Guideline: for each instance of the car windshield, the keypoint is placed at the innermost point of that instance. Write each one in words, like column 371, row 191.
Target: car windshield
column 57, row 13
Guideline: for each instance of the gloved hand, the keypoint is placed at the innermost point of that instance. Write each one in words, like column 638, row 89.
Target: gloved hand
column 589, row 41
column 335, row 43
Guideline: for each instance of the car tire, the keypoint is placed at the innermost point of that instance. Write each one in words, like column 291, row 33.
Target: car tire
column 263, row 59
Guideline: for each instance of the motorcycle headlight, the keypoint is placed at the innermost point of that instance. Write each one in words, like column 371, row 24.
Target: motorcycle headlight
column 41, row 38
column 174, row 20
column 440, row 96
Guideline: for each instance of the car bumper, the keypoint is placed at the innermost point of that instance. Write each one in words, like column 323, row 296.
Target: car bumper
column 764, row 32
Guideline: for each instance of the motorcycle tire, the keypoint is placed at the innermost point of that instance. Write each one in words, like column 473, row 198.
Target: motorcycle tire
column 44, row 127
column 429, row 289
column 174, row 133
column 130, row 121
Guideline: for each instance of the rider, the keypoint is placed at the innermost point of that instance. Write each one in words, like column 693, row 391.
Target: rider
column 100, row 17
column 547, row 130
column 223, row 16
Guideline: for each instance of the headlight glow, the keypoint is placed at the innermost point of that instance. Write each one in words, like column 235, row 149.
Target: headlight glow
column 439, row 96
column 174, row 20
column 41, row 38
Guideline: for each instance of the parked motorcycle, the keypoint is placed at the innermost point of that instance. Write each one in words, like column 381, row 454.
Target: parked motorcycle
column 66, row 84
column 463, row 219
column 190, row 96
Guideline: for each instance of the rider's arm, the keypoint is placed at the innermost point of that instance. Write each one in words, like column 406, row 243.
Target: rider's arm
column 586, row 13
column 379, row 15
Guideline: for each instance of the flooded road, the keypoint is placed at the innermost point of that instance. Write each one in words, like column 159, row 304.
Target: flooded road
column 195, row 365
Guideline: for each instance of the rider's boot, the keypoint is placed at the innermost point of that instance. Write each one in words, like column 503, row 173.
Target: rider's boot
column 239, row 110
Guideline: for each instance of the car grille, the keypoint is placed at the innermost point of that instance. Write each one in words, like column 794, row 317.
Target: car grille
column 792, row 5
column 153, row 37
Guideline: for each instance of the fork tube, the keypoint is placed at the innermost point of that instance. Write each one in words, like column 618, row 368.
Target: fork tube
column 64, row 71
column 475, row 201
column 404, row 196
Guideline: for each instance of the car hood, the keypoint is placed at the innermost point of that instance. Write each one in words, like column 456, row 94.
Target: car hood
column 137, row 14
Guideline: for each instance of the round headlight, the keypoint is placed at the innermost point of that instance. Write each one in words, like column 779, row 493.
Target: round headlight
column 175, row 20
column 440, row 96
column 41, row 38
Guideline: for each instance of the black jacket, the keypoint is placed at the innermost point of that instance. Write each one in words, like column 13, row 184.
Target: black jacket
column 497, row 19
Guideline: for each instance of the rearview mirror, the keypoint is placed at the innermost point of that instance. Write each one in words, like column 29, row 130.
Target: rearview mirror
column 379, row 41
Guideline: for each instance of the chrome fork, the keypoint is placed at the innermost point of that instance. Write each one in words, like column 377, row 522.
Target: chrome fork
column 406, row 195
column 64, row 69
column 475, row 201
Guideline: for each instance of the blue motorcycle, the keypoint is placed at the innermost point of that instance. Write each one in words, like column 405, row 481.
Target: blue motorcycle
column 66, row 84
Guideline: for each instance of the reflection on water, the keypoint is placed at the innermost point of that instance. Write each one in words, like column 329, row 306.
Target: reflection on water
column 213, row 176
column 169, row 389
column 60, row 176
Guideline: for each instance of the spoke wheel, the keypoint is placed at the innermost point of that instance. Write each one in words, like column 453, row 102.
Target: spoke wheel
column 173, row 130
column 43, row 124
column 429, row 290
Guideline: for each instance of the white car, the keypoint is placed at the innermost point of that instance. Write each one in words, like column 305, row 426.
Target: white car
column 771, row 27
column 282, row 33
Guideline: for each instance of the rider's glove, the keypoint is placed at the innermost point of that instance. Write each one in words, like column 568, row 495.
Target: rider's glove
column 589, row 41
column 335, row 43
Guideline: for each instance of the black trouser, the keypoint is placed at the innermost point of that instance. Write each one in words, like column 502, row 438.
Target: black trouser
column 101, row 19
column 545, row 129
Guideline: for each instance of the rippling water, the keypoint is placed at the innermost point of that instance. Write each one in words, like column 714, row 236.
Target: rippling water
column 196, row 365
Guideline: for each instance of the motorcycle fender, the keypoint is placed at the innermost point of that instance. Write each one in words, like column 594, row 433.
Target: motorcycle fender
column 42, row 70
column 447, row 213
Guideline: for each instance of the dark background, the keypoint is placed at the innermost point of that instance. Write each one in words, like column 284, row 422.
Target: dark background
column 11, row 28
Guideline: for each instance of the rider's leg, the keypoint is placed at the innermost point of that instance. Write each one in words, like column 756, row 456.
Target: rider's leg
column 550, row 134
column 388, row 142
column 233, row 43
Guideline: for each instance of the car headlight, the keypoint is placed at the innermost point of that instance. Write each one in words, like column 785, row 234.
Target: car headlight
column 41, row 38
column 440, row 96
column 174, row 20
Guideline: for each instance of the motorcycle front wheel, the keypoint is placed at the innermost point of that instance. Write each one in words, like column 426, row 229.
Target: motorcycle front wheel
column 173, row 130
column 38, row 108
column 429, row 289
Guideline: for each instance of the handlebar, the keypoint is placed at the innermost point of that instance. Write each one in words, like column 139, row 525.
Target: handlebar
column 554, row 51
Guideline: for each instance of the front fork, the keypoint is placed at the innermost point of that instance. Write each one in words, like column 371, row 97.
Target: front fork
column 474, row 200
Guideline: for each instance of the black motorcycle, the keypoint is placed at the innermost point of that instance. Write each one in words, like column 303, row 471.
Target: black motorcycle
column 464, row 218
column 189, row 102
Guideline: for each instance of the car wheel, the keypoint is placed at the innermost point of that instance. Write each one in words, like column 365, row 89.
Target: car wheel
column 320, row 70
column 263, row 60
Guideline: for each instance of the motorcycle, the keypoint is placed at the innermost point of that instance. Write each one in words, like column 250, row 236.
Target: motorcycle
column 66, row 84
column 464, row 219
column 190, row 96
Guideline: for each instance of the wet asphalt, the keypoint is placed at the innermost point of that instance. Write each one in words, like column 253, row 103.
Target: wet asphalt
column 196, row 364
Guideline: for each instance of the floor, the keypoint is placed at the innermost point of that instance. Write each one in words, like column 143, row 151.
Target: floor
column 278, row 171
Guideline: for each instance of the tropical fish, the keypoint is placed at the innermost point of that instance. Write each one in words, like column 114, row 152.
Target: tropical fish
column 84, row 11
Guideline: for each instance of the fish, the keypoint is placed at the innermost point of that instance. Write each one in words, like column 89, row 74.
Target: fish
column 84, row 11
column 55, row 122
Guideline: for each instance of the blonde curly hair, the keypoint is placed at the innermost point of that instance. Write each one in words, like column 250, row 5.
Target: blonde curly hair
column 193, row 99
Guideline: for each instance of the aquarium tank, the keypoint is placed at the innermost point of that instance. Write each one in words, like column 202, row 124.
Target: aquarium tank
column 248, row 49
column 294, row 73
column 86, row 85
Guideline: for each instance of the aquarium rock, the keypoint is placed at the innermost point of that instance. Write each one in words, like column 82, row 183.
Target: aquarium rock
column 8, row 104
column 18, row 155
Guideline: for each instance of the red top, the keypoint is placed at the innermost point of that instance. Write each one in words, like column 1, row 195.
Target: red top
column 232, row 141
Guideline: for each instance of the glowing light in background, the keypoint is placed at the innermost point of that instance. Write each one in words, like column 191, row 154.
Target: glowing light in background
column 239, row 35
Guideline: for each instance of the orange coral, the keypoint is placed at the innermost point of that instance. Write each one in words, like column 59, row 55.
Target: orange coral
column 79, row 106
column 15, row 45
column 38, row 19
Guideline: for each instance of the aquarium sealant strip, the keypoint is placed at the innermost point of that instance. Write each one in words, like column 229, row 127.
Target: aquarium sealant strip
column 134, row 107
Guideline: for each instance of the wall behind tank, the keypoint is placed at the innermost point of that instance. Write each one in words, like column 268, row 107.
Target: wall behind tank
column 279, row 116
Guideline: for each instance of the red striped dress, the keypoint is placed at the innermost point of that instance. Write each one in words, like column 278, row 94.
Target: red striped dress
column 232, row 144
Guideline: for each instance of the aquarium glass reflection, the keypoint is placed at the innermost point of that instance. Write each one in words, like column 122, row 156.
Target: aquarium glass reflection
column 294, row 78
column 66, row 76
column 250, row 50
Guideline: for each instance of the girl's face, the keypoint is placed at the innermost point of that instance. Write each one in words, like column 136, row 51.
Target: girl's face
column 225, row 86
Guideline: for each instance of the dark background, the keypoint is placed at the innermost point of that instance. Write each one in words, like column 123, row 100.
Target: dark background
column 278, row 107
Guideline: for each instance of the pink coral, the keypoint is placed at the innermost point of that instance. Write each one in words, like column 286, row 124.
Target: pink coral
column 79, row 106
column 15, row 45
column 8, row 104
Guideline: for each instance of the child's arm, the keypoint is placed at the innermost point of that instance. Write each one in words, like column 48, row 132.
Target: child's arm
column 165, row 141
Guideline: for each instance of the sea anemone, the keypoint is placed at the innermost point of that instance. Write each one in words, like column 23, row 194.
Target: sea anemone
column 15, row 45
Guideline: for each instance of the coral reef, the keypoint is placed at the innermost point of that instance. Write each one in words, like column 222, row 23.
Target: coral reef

TASK BRIEF -> From the records above, extract exactly and only the lines that begin at the line with "Guideline: for each instance of the aquarium rock, the" and stop after the line with "Guideline: for each instance of the glowing".

RESPONSE TO THIS EXERCISE ->
Guideline: for each instance of the aquarium rock, the keypoint is placed at the innermost point of that instance. Write each one in words, like column 82, row 183.
Target: aquarium rock
column 8, row 104
column 18, row 155
Guideline: for each instance of the red top, the keypoint is placed at the innermost point of that instance. Write each one in words, like column 1, row 195.
Target: red top
column 232, row 141
Guideline: for each instance of the glowing light in background, the keypoint is placed at the innermost point of that instance. Write each one in words, like column 191, row 154.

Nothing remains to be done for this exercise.